◆ TASK GOAL: From the post on the FIFA indictment, give back word for word the passage that begins with the words containing "Tuesday, June 2, 2015" and ends with "U.S. financial institutions.".

>> Begin DOCUMENT TEXT

Tuesday, June 2, 2015
Yesterday I skimmed through the FIFA indictment referred to by my colleague Lucian Dervan on May 26, 2015 ("FIFA Officials Facing Corruption Charges"), primarily to determine how the government justified jurisdiction over alleged criminal activities that largely, seemingly almost entirely, occurred in other nations, a complaint made by none other than Vladimir Putin. Upon review, I believe the indictment, apparently drafted with that question in mind, facially makes a reasonably strong case for U.S. jurisdiction, based largely, although not entirely, on money transfers through U.S. financial institutions.
There remains, however, the question whether the U.S. Department of Justice should assume the role of prosecutor of the world and prosecute wrongs, however egregious, that were almost wholly committed by foreigners in foreign nations and affected residents of those foreign nations much more than residents of the United States. Our government's refusal to submit to the jurisdiction of the International Criminal Court is arguably inconsistent with our demand here that citizens of other nations submit to our courts.

>> End DOCUMENT TEXT
>> Begin STORED DATA

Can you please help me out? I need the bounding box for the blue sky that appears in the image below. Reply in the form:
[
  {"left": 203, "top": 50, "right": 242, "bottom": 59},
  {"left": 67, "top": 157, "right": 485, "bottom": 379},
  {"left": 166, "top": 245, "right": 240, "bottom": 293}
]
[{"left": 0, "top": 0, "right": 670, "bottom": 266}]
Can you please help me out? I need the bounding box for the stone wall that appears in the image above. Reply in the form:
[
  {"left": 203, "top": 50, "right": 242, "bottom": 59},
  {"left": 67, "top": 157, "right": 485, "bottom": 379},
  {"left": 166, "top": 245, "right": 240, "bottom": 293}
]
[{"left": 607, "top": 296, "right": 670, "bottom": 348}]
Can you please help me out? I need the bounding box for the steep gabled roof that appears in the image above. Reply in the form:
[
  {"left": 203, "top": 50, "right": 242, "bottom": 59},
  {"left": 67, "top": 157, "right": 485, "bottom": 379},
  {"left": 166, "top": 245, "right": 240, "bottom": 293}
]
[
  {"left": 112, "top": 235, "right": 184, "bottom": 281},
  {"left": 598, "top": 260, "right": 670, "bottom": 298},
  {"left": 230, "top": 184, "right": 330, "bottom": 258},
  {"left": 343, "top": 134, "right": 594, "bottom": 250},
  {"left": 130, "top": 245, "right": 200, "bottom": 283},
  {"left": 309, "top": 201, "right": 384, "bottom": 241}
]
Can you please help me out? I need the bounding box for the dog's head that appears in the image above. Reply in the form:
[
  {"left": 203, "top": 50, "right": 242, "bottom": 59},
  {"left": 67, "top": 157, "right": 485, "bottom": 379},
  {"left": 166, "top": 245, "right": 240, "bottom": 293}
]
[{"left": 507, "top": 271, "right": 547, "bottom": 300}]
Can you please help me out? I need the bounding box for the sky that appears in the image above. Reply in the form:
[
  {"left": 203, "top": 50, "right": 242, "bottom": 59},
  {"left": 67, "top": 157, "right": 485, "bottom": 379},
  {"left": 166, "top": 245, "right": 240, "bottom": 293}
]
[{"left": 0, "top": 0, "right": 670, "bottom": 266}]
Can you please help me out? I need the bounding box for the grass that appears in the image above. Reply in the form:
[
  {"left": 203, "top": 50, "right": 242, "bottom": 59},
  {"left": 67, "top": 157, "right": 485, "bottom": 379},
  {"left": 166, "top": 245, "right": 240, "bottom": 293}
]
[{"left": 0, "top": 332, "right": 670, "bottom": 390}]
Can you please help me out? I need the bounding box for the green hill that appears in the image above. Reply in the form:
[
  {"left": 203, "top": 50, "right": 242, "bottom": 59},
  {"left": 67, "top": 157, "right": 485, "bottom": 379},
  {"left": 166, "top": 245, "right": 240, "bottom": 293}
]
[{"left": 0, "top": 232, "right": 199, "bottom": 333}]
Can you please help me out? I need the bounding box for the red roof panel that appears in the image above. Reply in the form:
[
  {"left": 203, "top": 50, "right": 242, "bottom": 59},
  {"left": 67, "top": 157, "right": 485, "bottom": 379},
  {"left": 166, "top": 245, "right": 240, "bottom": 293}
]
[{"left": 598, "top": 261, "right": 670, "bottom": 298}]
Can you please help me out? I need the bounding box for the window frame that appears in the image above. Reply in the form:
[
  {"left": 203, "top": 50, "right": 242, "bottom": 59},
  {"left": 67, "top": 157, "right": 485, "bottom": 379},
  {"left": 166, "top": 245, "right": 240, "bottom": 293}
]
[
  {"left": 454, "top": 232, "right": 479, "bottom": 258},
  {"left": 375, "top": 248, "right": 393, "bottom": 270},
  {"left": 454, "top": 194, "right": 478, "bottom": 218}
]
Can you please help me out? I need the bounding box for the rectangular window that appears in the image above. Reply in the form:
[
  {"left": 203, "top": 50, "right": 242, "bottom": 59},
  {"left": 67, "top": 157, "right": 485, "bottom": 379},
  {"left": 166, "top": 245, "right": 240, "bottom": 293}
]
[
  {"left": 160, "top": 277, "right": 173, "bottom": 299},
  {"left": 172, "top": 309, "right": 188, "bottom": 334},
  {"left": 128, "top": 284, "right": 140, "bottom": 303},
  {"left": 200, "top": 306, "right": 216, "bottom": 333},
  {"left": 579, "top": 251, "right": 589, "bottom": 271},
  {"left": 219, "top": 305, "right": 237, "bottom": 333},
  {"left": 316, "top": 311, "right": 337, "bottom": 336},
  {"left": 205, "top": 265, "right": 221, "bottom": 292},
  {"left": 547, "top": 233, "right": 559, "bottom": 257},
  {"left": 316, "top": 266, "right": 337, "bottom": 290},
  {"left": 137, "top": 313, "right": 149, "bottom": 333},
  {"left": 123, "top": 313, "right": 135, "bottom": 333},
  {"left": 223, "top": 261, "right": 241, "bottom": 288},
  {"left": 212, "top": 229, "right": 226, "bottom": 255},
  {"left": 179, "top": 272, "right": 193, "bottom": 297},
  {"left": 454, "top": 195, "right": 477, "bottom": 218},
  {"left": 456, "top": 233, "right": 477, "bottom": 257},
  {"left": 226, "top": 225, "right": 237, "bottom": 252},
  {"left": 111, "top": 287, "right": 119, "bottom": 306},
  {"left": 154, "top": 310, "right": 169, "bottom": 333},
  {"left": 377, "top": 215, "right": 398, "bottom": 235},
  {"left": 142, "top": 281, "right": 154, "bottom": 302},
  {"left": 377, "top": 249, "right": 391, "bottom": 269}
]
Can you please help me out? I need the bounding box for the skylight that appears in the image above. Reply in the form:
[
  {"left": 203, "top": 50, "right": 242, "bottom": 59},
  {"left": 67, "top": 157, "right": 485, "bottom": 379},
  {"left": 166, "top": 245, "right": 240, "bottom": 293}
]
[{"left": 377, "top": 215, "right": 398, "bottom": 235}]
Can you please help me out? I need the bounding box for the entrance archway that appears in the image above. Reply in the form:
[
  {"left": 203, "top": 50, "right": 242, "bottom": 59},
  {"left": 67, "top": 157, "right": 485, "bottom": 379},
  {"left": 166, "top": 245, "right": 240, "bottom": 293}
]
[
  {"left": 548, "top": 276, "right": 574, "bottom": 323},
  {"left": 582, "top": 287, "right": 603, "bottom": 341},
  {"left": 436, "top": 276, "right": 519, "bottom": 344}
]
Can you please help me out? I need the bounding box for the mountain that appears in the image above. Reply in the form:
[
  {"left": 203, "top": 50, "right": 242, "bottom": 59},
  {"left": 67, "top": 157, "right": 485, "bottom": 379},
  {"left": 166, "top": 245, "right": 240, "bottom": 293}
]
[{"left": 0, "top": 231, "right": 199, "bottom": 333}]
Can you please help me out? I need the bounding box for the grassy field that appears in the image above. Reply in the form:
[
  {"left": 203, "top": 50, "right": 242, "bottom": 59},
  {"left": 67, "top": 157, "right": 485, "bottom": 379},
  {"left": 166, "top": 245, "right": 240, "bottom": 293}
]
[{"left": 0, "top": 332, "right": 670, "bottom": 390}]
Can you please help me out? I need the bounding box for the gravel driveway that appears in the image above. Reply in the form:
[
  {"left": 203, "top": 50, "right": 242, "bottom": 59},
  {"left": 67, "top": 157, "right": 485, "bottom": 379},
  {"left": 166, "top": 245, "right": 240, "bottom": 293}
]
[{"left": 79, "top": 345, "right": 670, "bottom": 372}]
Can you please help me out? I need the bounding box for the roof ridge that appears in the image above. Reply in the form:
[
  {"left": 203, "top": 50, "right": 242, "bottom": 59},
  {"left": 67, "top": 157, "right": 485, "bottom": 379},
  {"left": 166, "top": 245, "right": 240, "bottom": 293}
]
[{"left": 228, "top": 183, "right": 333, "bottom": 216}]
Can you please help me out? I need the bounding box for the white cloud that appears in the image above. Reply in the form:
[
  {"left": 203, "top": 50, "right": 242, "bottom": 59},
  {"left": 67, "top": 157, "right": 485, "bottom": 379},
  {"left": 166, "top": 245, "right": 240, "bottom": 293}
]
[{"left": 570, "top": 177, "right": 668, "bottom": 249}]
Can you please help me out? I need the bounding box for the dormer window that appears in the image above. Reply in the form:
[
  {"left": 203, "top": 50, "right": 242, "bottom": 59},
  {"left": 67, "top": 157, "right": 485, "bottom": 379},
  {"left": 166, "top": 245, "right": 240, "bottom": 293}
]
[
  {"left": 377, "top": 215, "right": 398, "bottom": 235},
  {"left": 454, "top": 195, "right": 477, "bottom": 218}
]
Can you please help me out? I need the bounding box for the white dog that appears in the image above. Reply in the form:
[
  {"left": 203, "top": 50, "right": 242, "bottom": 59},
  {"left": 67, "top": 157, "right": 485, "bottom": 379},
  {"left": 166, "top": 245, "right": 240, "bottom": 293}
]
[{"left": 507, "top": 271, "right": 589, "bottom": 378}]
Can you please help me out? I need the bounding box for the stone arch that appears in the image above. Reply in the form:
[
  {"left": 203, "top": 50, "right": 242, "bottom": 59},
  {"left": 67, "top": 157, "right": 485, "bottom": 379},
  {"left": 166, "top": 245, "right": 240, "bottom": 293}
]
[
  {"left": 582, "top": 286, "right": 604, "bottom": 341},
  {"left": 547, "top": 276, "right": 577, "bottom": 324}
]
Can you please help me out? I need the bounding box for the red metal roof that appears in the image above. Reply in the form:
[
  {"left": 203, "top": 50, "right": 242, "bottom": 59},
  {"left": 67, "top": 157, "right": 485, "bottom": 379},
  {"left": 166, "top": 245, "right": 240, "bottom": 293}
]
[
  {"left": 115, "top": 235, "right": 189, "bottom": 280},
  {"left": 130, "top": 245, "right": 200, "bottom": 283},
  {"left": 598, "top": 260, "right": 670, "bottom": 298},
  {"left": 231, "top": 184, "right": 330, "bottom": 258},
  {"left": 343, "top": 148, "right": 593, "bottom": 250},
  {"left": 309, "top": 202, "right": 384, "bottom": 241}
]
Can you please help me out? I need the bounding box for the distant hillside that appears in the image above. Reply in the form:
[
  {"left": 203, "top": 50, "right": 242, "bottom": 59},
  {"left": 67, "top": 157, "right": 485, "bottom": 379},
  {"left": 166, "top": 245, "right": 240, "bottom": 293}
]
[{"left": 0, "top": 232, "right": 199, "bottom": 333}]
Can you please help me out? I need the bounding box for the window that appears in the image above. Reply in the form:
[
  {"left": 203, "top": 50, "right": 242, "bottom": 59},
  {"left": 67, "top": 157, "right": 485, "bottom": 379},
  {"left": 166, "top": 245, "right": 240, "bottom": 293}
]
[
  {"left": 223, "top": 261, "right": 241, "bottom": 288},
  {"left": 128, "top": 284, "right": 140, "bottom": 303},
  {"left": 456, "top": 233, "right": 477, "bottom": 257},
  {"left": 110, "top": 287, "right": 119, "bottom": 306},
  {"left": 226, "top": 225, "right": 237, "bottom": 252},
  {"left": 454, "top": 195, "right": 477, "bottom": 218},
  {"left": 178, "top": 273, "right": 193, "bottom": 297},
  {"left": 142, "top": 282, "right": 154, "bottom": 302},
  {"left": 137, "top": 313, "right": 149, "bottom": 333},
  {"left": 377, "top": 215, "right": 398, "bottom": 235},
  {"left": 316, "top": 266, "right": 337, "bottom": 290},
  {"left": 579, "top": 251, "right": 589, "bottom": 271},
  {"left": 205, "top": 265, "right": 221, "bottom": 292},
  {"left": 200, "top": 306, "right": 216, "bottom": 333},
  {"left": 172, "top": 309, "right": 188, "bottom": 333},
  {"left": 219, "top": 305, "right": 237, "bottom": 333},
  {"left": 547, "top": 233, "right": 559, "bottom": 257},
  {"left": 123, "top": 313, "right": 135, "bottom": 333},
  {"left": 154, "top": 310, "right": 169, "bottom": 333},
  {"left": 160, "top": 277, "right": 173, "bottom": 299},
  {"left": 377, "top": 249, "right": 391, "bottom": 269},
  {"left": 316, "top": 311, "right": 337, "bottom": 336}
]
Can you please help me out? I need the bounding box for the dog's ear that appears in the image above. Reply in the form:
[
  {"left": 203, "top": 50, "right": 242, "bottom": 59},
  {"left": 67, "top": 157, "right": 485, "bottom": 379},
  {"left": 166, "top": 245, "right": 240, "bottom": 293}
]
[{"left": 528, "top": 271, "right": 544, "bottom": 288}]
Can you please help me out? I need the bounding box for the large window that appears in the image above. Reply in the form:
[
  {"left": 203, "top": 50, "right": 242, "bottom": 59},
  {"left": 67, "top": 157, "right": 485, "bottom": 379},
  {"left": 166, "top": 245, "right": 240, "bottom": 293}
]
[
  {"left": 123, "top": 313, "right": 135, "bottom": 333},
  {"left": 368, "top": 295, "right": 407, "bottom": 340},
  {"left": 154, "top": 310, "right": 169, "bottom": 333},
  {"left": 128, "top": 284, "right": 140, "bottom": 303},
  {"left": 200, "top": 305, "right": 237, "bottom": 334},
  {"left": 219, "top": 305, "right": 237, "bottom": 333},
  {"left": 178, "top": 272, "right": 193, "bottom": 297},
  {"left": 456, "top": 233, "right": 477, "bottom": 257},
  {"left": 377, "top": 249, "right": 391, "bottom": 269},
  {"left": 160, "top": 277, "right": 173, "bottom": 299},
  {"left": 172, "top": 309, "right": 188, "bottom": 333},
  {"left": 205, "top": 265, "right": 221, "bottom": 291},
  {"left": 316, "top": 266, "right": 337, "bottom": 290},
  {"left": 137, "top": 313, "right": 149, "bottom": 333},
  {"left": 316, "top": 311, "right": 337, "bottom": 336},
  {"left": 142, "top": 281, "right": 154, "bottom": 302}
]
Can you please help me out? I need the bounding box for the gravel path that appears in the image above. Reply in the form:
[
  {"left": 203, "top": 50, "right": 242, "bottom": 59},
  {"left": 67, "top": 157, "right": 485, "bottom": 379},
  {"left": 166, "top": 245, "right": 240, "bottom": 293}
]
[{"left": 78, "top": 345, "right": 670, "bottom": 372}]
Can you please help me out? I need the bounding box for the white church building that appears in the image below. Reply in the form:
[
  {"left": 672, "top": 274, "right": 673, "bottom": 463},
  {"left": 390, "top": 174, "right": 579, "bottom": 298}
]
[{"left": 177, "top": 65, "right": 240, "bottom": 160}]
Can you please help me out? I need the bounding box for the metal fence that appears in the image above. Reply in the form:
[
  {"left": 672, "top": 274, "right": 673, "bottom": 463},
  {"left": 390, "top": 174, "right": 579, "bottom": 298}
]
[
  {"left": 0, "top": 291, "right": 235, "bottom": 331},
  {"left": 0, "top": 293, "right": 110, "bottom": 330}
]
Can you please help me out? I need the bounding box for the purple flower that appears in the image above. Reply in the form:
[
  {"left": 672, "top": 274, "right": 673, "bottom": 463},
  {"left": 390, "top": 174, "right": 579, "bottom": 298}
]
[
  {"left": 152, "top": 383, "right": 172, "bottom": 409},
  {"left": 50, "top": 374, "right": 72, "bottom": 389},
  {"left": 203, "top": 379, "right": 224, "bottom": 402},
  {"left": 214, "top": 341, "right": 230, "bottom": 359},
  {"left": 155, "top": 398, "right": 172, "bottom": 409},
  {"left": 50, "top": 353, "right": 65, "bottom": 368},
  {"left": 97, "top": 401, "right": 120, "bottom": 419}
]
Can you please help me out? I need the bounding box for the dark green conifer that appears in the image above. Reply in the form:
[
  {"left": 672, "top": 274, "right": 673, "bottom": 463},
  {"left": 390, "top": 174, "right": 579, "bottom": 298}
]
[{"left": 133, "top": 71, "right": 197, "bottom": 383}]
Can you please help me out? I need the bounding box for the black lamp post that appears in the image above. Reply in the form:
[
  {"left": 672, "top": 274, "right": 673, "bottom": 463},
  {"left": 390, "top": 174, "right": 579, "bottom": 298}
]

>> End STORED DATA

◆ RESULT FOR THIS EXERCISE:
Tuesday, June 2, 2015
Yesterday I skimmed through the FIFA indictment referred to by my colleague Lucian Dervan on May 26, 2015 ("FIFA Officials Facing Corruption Charges"), primarily to determine how the government justified jurisdiction over alleged criminal activities that largely, seemingly almost entirely, occurred in other nations, a complaint made by none other than Vladimir Putin. Upon review, I believe the indictment, apparently drafted with that question in mind, facially makes a reasonably strong case for U.S. jurisdiction, based largely, although not entirely, on money transfers through U.S. financial institutions.